Der 1916 in der Kleinstadt Maglie im südlichen Apulien geborene Aldo Moro kam aus den einfachen Verhältnissen einer ländlichen Pädagogenfamilie. Der Vater war Schulinspektor, die Mutter Elementarschullehrerin. Der sehr begabte Schüler studierte Jura an der Univer­sität von Bari, an der er anschließend promovierte, sich habilitierte und später eine Profes­sur für Strafrecht übernahm. Seit 1943 gehörte er der DC an. In Moros Bewusstsein hatte sich das einheitliche nationale Handeln während der Resistenza tief niedergeschlagen. Davon ausgehend ging es ihm während seiner Regierungszeit und als DC-Vorsitzender darum, seiner Partei und damit dem kapitalistischen Gesellschaftssystem, das sie verkör­perte, eine stabile Regierungsmehrheit zu verschaffen. Das hielt er nur durch die Einbezie­hung zunächst der Sozialisten und später der Kommunisten für möglich. [10]

Moro reifte frühzeitig zu einem außerordentlich fähigen Politiker mit Realitätssinn für die Probleme des eigenen Landes als auch internationaler Fragen heran. Er galt als volksver­bunden und war, geradezu ein Novum in der italienischen Politik, niemals in einen Beste­chungsskandal verwickelt. 1946 in die Konstituante gewählt, gehörte er danach bis zu sei­nem Tod ununterbrochen der Abgeordnetenkammer an. Er stand fünfmal der Regierung vor, wurde 1948 das erste Mal zum Staatssekretär ernannt, danach mehrmals zum Außen­minister und Chef anderer Kabinettsressorts. Für die 1979 anstehenden Präsidentenwah­len galt er als aussichtsreichster Kandidat seiner Partei.

# [DATENSÄTZE]
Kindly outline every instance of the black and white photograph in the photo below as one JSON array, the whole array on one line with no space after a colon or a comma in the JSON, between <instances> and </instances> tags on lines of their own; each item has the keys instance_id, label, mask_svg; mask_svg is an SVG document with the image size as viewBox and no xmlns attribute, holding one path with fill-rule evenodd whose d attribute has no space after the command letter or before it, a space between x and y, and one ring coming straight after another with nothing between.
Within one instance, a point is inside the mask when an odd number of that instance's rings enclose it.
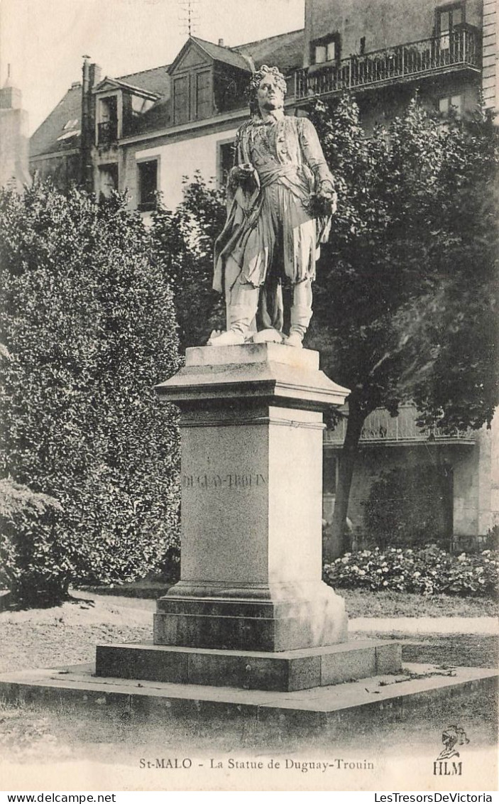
==
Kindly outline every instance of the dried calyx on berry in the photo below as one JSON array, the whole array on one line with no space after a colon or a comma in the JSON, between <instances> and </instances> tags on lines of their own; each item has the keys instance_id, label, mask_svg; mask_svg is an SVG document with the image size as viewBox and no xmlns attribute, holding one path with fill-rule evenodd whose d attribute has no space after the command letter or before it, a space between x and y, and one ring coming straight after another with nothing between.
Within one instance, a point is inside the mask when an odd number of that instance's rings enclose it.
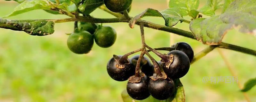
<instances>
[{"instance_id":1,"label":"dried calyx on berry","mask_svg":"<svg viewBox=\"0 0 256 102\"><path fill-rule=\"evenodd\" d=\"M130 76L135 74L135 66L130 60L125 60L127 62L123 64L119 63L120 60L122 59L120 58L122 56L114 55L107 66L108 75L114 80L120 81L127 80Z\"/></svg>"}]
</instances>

# [AUFGABEN]
A – Nenne alle Jahreszahlen, die im Textauszug über Aldo Moro vorkommen.
B – Für welches Fach übernahm Aldo Moro laut dem Textauszug eine Professur an der Universität von Bari?
C – Schreibe aus dem Textauszug über Aldo Moro den Abschnitt von „Moro reifte frühzeitig“ bis einschließlich „Kandidat seiner Partei.“ wortgetreu ab.

# [LÖSUNGEN]
A – 1916, 1943, 1946, 1948, 1979

B – Für Strafrecht.

C –
Moro reifte frühzeitig zu einem außerordentlich fähigen Politiker mit Realitätssinn für die Probleme des eigenen Landes als auch internationaler Fragen heran. Er galt als volksver­bunden und war, geradezu ein Novum in der italienischen Politik, niemals in einen Beste­chungsskandal verwickelt. 1946 in die Konstituante gewählt, gehörte er danach bis zu sei­nem Tod ununterbrochen der Abgeordnetenkammer an. Er stand fünfmal der Regierung vor, wurde 1948 das erste Mal zum Staatssekretär ernannt, danach mehrmals zum Außen­minister und Chef anderer Kabinettsressorts. Für die 1979 anstehenden Präsidentenwah­len galt er als aussichtsreichster Kandidat seiner Partei.